#### [Your assignment]
Write the records out again without change. Leave the pictures behind.

#### [Supplied material]
+ + +

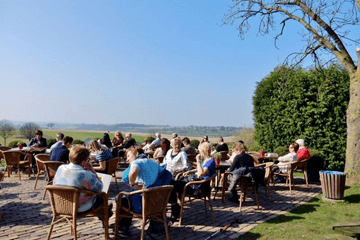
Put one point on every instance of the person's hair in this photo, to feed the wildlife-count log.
(238, 146)
(186, 140)
(39, 132)
(134, 150)
(206, 148)
(60, 135)
(78, 154)
(67, 140)
(165, 143)
(295, 146)
(106, 140)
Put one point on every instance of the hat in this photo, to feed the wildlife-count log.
(301, 142)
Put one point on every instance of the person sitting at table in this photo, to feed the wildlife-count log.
(59, 137)
(129, 141)
(163, 149)
(61, 153)
(157, 141)
(303, 152)
(38, 141)
(205, 168)
(187, 146)
(142, 173)
(102, 155)
(106, 141)
(176, 159)
(75, 175)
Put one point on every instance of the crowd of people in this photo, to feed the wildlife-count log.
(144, 172)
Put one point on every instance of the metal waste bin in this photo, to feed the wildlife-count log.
(333, 185)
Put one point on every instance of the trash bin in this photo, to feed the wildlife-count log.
(333, 185)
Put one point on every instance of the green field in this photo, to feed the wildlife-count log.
(48, 134)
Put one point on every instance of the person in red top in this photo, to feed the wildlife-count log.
(302, 153)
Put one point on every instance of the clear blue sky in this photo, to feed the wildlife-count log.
(150, 62)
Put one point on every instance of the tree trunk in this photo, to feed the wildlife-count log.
(352, 164)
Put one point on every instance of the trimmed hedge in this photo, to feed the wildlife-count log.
(295, 103)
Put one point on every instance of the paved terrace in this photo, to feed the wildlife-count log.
(27, 216)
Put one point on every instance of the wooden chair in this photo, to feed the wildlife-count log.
(51, 168)
(112, 167)
(65, 202)
(203, 196)
(301, 167)
(192, 160)
(40, 159)
(288, 176)
(154, 203)
(14, 159)
(246, 185)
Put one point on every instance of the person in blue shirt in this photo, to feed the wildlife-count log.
(61, 153)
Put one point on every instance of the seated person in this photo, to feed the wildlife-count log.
(142, 173)
(302, 153)
(102, 155)
(74, 175)
(61, 153)
(59, 138)
(187, 146)
(284, 161)
(129, 141)
(38, 141)
(176, 159)
(163, 149)
(205, 168)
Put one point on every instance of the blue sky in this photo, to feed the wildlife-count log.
(150, 62)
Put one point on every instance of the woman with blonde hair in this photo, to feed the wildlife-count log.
(102, 155)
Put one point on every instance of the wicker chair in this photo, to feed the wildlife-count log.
(202, 196)
(301, 167)
(51, 168)
(14, 159)
(40, 159)
(154, 203)
(112, 167)
(288, 176)
(65, 202)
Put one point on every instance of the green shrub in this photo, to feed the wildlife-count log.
(78, 141)
(50, 142)
(195, 143)
(281, 150)
(15, 142)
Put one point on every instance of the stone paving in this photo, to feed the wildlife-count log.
(27, 216)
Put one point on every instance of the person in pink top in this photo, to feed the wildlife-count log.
(302, 153)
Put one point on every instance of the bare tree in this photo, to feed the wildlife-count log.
(6, 129)
(327, 26)
(28, 129)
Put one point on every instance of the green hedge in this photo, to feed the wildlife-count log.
(295, 103)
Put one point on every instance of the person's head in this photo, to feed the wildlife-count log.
(165, 145)
(38, 134)
(78, 154)
(128, 137)
(204, 149)
(59, 136)
(186, 141)
(293, 147)
(67, 141)
(132, 152)
(176, 144)
(239, 147)
(94, 146)
(301, 142)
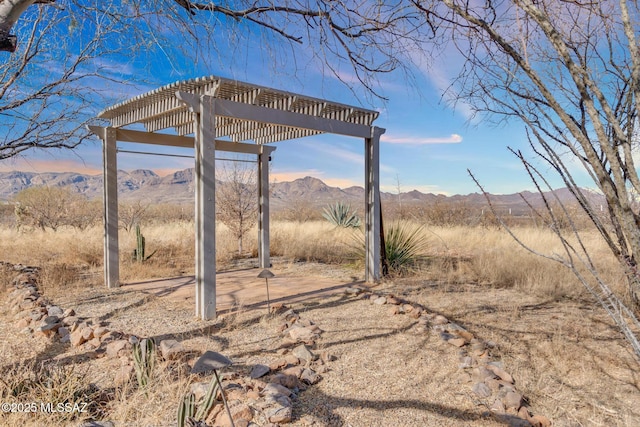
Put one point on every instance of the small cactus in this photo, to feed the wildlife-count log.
(139, 251)
(189, 411)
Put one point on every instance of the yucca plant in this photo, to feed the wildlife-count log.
(404, 246)
(144, 354)
(341, 215)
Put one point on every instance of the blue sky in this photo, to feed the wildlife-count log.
(428, 145)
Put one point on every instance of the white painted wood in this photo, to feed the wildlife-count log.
(206, 208)
(264, 255)
(135, 136)
(372, 214)
(238, 110)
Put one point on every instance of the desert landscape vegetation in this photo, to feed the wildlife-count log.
(492, 310)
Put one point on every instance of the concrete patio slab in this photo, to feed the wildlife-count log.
(243, 289)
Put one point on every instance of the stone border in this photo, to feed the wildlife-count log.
(492, 383)
(264, 395)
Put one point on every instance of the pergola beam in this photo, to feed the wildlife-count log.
(211, 107)
(136, 136)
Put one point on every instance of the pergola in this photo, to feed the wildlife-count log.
(229, 115)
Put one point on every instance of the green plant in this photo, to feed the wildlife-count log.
(188, 409)
(139, 251)
(404, 246)
(144, 354)
(341, 215)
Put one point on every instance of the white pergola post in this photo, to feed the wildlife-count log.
(263, 208)
(110, 206)
(372, 214)
(205, 151)
(235, 112)
(203, 108)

+ + +

#### [Response to this task]
Put one point on every instance of the person's hair in this photo, to feed the wildlife-count log.
(238, 146)
(186, 140)
(39, 132)
(134, 150)
(206, 148)
(60, 135)
(78, 154)
(67, 140)
(165, 143)
(295, 146)
(106, 140)
Put one point on every instance of the hat in this photo, to feed the wildlife-count log.
(301, 142)
Put one point on every instance of the person sitting at table in this photo, to feed the wildlife-count log.
(59, 137)
(129, 141)
(163, 149)
(61, 153)
(157, 141)
(303, 152)
(38, 141)
(205, 168)
(187, 146)
(142, 173)
(102, 155)
(106, 141)
(176, 159)
(75, 175)
Put one point on every instance of the crowd of people in this photo, to feed the wildlife-count log.
(144, 172)
Put one point on every instance of the metal waste bin in this photo, to feed the wildlife-count log.
(333, 185)
Put one point on every instance of the trash bin in this photo, to feed the wildlife-count log.
(333, 185)
Put one point on every instance of the green field in this photo, to feed the wildlife-count log.
(48, 134)
Put one point on every instance of the person in red top in this photo, to feed the wildlife-count log.
(302, 153)
Put one point on every instance of the clear blue sky in this photo, to feed the wildlife-count log.
(150, 62)
Put one point on every instance of the tree trunk in this photo, to feed the wildlife-count log.
(352, 164)
Put one point on every instance of the trimmed hedge in this photo, to feed the wildlife-count log.
(295, 103)
Put one point on every instance of the paved terrace in this photo, to feed the wildlife-count log.
(27, 216)
Put one point on every instance of the wooden chair in this photo, to feed the wildlife-count log.
(51, 168)
(112, 167)
(65, 202)
(203, 196)
(301, 167)
(192, 160)
(40, 159)
(288, 176)
(154, 203)
(14, 159)
(246, 185)
Put one point on every instance of the person in blue shirt in this photo, to feed the wildlife-count log.
(61, 153)
Put one point on every instance of the seated person in this photo, to feed the wildlife-count log.
(142, 173)
(302, 153)
(102, 155)
(74, 175)
(61, 153)
(59, 138)
(187, 146)
(284, 161)
(129, 141)
(38, 141)
(176, 159)
(163, 149)
(205, 168)
Put one point on every instance of the blue sky in this photo, to feed the wildlife-count log.
(150, 62)
Put one point on every instance of the woman with blonde hair in this photo, to feed the wildlife-count log.
(102, 155)
Put one point on every instance of the wicker chair in this photo, to feed the wildlife-count log.
(202, 196)
(301, 167)
(51, 168)
(14, 159)
(40, 159)
(154, 203)
(112, 167)
(288, 176)
(65, 202)
Put one point on every instance of the green shrub in this photo, to feed the wildlife-count log.
(78, 141)
(50, 142)
(195, 143)
(281, 150)
(15, 142)
Put one point on every instance of the stone paving in this photo, to feed the wildlife-count log.
(27, 216)
Put one point on every instance of the person in pink top in this photo, to feed the wildlife-count log.
(302, 153)
Put one point on every instance of the bare tree in this photo, to feed the wildlife-count log.
(6, 129)
(327, 26)
(28, 129)
Put one point on every instance of the green hedge in this photo, to feed the wildlife-count log.
(295, 103)
Put one point on every instance of the person's head in this photo, to feed the wildlife-count log.
(165, 145)
(38, 134)
(78, 154)
(128, 137)
(204, 149)
(59, 136)
(186, 141)
(293, 147)
(67, 141)
(132, 152)
(176, 144)
(239, 147)
(94, 146)
(301, 142)
Put one point on every instance of the small cactus in this photo, to feed the wildlife-count log.
(139, 251)
(189, 411)
Put one point on every instance of the yucca plant in this photo, to feed the wildlife-count log.
(404, 246)
(144, 354)
(341, 215)
Put one point on every instance of the blue sky in this photo, to feed the wildlife-count log.
(428, 145)
Put one point on every instance of the white painted wood in this photo, to feed the wildlife-count log.
(206, 208)
(264, 255)
(135, 136)
(372, 214)
(238, 110)
Put one point on every instance of the desert landscape vegetation in this photo, to feed the wildlife-count log.
(492, 310)
Put one point on every instance of the concrete patio slab in this photo, to feed the wildlife-count log.
(243, 289)
Put one point on every instance of the stone border in this photo, to feed the wildlife-count log.
(492, 383)
(264, 395)
Put one point on every instance of the pergola beam in this photo, to feed the wildlife-count log.
(211, 107)
(136, 136)
Put one point on every instance of the pergola in this photo, to feed the wildlife-count log.
(229, 115)
Put one point on every instance of the green plant in this photo, to feed the wildlife-count log.
(188, 409)
(139, 251)
(404, 246)
(144, 354)
(341, 215)
Put one point on every instance of the white pergola post in this photo, to feed the wildlife-count log.
(263, 208)
(110, 206)
(372, 214)
(205, 151)
(235, 112)
(203, 108)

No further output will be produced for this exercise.